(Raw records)
#####
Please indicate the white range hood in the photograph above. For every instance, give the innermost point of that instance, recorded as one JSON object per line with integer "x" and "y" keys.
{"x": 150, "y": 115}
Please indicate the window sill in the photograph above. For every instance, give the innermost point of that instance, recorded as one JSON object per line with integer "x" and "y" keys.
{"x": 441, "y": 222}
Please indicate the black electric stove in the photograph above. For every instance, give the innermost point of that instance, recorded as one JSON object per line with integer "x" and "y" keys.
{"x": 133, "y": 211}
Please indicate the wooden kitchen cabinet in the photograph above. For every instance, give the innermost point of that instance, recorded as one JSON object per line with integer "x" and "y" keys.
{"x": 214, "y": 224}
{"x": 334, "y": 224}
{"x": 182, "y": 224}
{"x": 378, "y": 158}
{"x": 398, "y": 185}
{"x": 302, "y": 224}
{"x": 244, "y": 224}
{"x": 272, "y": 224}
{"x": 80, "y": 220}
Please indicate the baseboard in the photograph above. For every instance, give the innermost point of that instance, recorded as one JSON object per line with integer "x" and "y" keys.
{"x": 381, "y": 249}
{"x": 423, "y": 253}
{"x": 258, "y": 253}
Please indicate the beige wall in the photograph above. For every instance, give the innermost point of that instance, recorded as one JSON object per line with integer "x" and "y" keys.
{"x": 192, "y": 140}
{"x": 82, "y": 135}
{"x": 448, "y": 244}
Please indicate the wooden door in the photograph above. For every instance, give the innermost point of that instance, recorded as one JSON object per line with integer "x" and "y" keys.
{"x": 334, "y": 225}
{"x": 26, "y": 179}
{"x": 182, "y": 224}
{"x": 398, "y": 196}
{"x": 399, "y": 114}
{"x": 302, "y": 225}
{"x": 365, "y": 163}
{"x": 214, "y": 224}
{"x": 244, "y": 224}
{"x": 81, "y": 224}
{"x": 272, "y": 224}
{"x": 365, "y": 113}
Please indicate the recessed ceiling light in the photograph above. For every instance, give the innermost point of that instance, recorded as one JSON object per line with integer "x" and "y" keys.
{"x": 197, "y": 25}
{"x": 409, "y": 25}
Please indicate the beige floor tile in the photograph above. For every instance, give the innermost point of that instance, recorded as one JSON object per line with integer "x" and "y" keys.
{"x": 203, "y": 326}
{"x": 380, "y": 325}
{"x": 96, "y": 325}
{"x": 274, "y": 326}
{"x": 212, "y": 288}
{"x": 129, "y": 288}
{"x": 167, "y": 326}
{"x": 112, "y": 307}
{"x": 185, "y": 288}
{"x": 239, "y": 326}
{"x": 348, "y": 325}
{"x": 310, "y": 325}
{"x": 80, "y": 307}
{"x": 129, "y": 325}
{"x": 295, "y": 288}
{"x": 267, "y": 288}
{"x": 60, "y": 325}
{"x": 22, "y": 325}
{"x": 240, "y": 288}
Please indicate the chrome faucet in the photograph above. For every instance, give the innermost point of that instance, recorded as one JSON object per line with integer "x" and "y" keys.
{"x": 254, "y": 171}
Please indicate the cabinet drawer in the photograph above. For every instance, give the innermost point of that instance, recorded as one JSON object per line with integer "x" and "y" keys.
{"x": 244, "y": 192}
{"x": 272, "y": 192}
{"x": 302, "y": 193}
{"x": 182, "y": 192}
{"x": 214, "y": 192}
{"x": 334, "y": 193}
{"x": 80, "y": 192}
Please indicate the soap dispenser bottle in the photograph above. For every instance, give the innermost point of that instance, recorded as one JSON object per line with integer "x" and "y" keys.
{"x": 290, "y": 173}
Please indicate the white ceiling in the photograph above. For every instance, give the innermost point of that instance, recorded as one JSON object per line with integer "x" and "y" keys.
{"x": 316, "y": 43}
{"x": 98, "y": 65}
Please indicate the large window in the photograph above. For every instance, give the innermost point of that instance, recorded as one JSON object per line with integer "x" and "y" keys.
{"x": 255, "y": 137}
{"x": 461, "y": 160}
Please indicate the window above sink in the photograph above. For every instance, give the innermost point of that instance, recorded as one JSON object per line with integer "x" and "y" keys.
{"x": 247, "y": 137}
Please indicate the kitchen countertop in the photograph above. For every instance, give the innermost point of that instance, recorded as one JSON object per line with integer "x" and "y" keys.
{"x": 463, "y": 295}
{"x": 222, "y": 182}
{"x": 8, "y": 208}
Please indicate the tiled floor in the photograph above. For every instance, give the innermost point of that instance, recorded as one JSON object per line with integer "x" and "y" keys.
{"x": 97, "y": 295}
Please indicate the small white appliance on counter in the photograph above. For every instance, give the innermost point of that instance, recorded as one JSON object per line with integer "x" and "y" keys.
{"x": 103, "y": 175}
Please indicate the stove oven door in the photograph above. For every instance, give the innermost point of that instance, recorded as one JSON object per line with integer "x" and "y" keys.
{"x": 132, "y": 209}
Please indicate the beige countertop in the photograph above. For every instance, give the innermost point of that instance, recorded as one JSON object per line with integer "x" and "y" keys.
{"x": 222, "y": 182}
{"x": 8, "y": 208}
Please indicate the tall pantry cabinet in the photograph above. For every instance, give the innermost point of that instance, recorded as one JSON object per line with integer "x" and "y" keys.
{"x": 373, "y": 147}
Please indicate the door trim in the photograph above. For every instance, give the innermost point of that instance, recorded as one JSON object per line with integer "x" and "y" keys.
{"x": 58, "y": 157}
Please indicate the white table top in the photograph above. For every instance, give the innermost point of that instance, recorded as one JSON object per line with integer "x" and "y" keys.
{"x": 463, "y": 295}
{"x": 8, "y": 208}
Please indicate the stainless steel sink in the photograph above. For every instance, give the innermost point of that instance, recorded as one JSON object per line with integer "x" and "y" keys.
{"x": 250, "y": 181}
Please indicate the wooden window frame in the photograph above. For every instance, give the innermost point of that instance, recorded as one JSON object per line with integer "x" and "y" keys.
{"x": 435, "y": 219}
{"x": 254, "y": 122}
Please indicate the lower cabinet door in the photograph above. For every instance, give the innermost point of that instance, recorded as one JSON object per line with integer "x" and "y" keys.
#####
GIVEN TASK
Everything from the line containing "Please indicate the beige countertop" through the final line of the listing, inclusive, must be reproduced exactly; leave out the rest.

RESULT OF THE EXERCISE
Please indicate the beige countertop in the photograph above. For every instance, give the innermost point of that instance, recorded as one JSON object per line with integer "x" and "y" keys.
{"x": 222, "y": 182}
{"x": 8, "y": 208}
Please indicate the tall pantry cabinet in the photograph above. For every instance, give the innermost point of that instance, recorded as one JSON object per line with integer "x" and "y" keys.
{"x": 373, "y": 147}
Please indicate the door trim in the photograph above. For every instance, give the innermost point of that instance, recorded as one JSON object per line with integer "x" and "y" keys.
{"x": 58, "y": 157}
Please indicate the white table top in the photograph above. For every instance, give the innermost point of that instance, recorded as one JSON object per line with integer "x" and "y" keys.
{"x": 463, "y": 295}
{"x": 8, "y": 208}
Please indicate the stainless steel sink in the photograph above. For every instance, give the innermost point of that instance, recorded as one JSON object per line with integer "x" and "y" keys.
{"x": 250, "y": 181}
Please indicate the wooden window frame in the photograph above. For every instance, give the innermost point of that instance, recorded as one JSON object per line with integer "x" and "y" keys.
{"x": 435, "y": 219}
{"x": 254, "y": 122}
Please indicate the lower cabinet door in the photograph above. For every instance, give the innermost point of that instance, recorded as one JSON object per line with integer "x" and "y" keys.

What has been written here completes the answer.